**設定課題:**
マイクロカプセルについての下の文章で、「本発明はさらに、0.2〜10」から「目的で添加することができる。」までの箇所を、一字も変えずに書き写してください。

**提供された抜粋:**
------------------------------------

本発明はさらに、0.2〜10マイクロメートルの範囲の粒径を有するマイクロカプセルであって、
A) テトラアルコキシシランの重合によって調製される、ケイ素系ポリマーを含むシェルと、
B) 油相コアと
を含み、
前記油相コアの前記シェルに対する重量比が、10/1より大きく、かつ、前記シェルが、少なくとも18ナノメートルの厚さを有するマイクロカプセル、およびその懸濁液を提供する。
【発明の効果】
【0022】
このマイクロカプセルは、カプセル封入されたサンスクリーンであって、カプセル封入されたサンスクリーンが、他のサンスクリーンを含有する配合組成物中に漏出することを防ぐために十分な堅牢性を有するサンスクリーンの製造に有用である。したがって、本発明のカプセル封入サンスクリーンを用いることによって、配合組成物の保存期間を制限する拮抗作用が低減される。
【発明を実施するための形態】
【0023】
本方法の第一の工程は、油相と陽イオン性界面活性剤の水溶液とを混合して水中油型エマルションを形成させる工程を含む。
【0024】
[油相]
本明細書において、「油相」は、任意の化合物、または疎水性の化合物の混合物を包含する。典型的には、油相は、水中油型エマルションの形成時に液体である。この油相は、有機、シリコーン、またはフルオロカーボン系の任意のオイルを、単独でまたは組み合わせて含有していてよい。油相は、任意の溶媒または希釈剤を含有していてもよく、この任意の溶媒または希釈剤は、固体の疎水性化合物を可溶化してエマルションの形成の際に液状の油相を生じさせる目的で添加することができる。

------------------------------------

[保存済みデータ]
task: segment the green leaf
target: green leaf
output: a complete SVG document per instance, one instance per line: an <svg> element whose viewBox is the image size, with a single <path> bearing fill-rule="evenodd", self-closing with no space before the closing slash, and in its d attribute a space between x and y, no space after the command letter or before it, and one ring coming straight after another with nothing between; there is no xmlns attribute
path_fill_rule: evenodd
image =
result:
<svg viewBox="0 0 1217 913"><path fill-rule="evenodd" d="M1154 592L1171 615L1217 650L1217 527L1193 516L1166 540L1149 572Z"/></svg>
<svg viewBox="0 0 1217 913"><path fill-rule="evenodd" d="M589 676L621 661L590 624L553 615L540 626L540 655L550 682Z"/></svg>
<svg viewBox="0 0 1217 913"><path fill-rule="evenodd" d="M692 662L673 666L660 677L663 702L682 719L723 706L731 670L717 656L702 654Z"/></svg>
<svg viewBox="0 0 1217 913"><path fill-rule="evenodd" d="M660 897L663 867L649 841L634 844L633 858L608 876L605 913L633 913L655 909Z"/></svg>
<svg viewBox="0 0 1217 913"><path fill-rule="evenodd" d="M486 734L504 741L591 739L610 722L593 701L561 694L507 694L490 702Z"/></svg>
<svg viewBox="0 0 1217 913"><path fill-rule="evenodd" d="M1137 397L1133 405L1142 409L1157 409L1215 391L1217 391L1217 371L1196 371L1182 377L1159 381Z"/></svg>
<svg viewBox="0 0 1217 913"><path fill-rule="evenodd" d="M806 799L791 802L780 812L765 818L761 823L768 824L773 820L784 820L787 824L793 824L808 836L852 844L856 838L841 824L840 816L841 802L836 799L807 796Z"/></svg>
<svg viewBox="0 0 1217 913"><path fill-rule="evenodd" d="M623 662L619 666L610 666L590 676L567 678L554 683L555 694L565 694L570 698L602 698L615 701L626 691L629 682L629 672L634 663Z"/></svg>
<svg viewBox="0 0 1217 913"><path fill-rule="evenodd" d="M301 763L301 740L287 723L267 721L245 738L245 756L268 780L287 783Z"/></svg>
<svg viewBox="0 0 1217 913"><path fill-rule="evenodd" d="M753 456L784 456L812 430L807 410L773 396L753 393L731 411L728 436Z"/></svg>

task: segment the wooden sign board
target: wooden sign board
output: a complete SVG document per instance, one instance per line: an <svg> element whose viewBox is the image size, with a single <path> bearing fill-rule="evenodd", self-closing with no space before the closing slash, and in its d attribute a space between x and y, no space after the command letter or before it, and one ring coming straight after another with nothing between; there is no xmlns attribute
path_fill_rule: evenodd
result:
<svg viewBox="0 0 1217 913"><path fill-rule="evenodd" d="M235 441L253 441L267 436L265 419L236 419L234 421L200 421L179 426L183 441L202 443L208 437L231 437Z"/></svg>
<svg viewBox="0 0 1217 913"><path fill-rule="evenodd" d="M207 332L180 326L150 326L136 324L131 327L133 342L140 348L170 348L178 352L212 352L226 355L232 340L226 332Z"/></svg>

------------------------------------

**課題の解答:**
本発明はさらに、0.2〜10マイクロメートルの範囲の粒径を有するマイクロカプセルであって、
A) テトラアルコキシシランの重合によって調製される、ケイ素系ポリマーを含むシェルと、
B) 油相コアと
を含み、
前記油相コアの前記シェルに対する重量比が、10/1より大きく、かつ、前記シェルが、少なくとも18ナノメートルの厚さを有するマイクロカプセル、およびその懸濁液を提供する。
【発明の効果】
【0022】
このマイクロカプセルは、カプセル封入されたサンスクリーンであって、カプセル封入されたサンスクリーンが、他のサンスクリーンを含有する配合組成物中に漏出することを防ぐために十分な堅牢性を有するサンスクリーンの製造に有用である。したがって、本発明のカプセル封入サンスクリーンを用いることによって、配合組成物の保存期間を制限する拮抗作用が低減される。
【発明を実施するための形態】
【0023】
本方法の第一の工程は、油相と陽イオン性界面活性剤の水溶液とを混合して水中油型エマルションを形成させる工程を含む。
【0024】
[油相]
本明細書において、「油相」は、任意の化合物、または疎水性の化合物の混合物を包含する。典型的には、油相は、水中油型エマルションの形成時に液体である。この油相は、有機、シリコーン、またはフルオロカーボン系の任意のオイルを、単独でまたは組み合わせて含有していてよい。油相は、任意の溶媒または希釈剤を含有していてもよく、この任意の溶媒または希釈剤は、固体の疎水性化合物を可溶化してエマルションの形成の際に液状の油相を生じさせる目的で添加することができる。